▶ **EXCERPT**:

---*---

These responses offer renters some protections, at least in the short run, but they’ve also created confusion. If you’re a renter, you might have no idea if you can be evicted.

That’s why ProPublica is publishing an interactive database to help renters find out if they may be covered. It lets you search for your address to find out whether you may be protected by a new federal ban on evictions. It also provides information on what state policies are in place to protect renters from losing their homes.

Congress included a federal eviction moratorium in the coronavirus relief bill — known as the CARES Act — passed in late March. The ban expires on July 25, and it only covers renters living in federally backed housing. That’s more than a quarter of all renters, but it still leaves millions more without protection. It also only protects renters from eviction for failing to pay their rent. Landlords can still file for other reasons, such as violating other provisions of the lease.

The federal bill doesn’t include any penalty against landlords with federally backed buildings who file anyway, effectively putting the onus on renters to figure out if they are protected from eviction, though some states have begun requiring landlords to attest that their property isn’t covered by the new law if they file in court. Last month, ProPublica found more than a hundred illegal evictions filed on renters at dozens of buildings across four states. Those likely represent only a fraction of illegal filings nationwide.

If you or someone you know is facing eviction, this tool is just a starting point, and it’s no substitute for legal advice. You should consult with a lawyer, whether you find your building in the app or not. We’ve provided links to resources in your state to help you navigate that process.

If you’re facing eviction, or know someone who is, ProPublica would like to hear from you. Along with the search, we’ve included a link to allow you to tell us about your situation. Your responses will help us report on how the pandemic is affecting housing, and what steps landlords are taking to respond to the economic distress that many renters are facing.

Some details and caveats about the data to keep in mind:

The app is based on data collected from a handful of federal agencies and government-sponsored companies. It takes time to update and release those datasets to the public, so some information may be out of date by the time you use it. Additionally, the app does not display properties with no address information in the source data, those with matured loans or those with loans backed by Fannie Mae or Freddie Mac that haven’t been passed on to investors. Again, whether or not you find your property in the app, we suggest you consult with a lawyer before taking further action.

When it comes to the federal moratorium, our app generally includes apartment complexes with five or more units, and not smaller properties. If you rent a single-family home, or in a home divided into a few units, you may still be covered by the moratorium. But only your landlord can look up whether the individual home loan is backed by Fannie Mae or Freddie Mac — the two government-sponsored agencies that back most single-family mortgages in the U.S. If you don’t live in a large apartment building and you face eviction, we suggest you consult a lawyer to find out what to do next.

Our app builds on the work of the National Low Income Housing Coalition, the Public and Affordable Housing Research Corporation and others to aggregate available data on which properties are covered by the federal ban. It also incorporates information from a team of legal researchers, led by professor Emily Benfer at Columbia Law School, who are tracking state and local eviction policies nationwide.

---*---

▶ **EXTRACTED DATA**:
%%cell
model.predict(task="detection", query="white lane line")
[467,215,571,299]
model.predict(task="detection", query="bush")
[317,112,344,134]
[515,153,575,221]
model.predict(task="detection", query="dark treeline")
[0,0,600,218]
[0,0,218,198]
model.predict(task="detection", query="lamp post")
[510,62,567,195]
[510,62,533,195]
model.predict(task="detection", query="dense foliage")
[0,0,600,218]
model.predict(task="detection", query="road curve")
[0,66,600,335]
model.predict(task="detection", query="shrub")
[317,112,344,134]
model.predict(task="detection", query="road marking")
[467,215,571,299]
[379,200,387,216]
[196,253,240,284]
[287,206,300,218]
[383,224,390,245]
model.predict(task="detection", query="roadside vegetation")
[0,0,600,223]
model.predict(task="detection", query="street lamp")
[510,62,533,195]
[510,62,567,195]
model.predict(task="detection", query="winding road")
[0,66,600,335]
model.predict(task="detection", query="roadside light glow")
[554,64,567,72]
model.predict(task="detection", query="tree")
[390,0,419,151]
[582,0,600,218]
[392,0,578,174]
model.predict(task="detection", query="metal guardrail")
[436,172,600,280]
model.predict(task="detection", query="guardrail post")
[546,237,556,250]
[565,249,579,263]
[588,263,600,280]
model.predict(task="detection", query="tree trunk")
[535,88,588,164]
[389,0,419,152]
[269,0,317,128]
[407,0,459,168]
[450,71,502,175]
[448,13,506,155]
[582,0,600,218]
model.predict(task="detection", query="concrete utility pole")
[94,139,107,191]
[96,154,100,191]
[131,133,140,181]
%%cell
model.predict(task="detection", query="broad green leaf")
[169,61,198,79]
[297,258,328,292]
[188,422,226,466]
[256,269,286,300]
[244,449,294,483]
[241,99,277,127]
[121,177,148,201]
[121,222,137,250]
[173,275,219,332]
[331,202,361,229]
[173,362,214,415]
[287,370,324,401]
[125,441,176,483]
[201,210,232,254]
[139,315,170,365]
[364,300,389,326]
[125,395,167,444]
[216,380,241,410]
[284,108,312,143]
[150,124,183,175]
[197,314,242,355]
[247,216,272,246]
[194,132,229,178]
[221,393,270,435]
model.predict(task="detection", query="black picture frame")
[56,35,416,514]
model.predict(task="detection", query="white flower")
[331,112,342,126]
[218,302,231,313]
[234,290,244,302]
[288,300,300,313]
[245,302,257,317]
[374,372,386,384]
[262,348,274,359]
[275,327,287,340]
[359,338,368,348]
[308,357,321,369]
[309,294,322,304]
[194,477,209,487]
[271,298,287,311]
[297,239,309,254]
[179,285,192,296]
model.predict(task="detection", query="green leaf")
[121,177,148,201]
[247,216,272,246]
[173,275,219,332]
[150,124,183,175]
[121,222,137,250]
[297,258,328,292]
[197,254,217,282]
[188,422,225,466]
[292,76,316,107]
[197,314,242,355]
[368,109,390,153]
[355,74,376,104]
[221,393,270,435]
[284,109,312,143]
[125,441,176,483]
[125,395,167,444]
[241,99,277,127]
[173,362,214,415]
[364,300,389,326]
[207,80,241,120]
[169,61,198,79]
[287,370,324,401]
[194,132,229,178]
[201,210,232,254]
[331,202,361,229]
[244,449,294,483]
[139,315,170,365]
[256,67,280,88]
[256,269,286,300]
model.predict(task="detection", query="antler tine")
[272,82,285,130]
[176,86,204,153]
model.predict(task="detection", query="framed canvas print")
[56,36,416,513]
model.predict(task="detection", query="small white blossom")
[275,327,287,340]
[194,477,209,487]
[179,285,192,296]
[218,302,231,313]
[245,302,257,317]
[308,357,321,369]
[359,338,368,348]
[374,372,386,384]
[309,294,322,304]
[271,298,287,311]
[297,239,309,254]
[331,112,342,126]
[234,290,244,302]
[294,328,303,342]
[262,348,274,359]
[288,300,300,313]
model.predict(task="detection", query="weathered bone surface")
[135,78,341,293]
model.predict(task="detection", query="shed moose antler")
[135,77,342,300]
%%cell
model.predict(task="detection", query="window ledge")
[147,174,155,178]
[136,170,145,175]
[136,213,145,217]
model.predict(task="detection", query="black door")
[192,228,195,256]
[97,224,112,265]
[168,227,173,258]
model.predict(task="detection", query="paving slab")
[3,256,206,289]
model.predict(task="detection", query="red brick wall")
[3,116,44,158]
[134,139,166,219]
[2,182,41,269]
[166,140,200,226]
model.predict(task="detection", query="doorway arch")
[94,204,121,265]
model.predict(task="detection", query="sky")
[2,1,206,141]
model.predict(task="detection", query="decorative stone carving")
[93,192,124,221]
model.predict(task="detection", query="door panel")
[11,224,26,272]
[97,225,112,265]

---*---

Please reproduce everything from "Congress included a" down to "of the lease." in the eviction-protection article, word for word.

▶ **RESULT OF THE TASK**:
Congress included a federal eviction moratorium in the coronavirus relief bill — known as the CARES Act — passed in late March. The ban expires on July 25, and it only covers renters living in federally backed housing. That’s more than a quarter of all renters, but it still leaves millions more without protection. It also only protects renters from eviction for failing to pay their rent. Landlords can still file for other reasons, such as violating other provisions of the lease.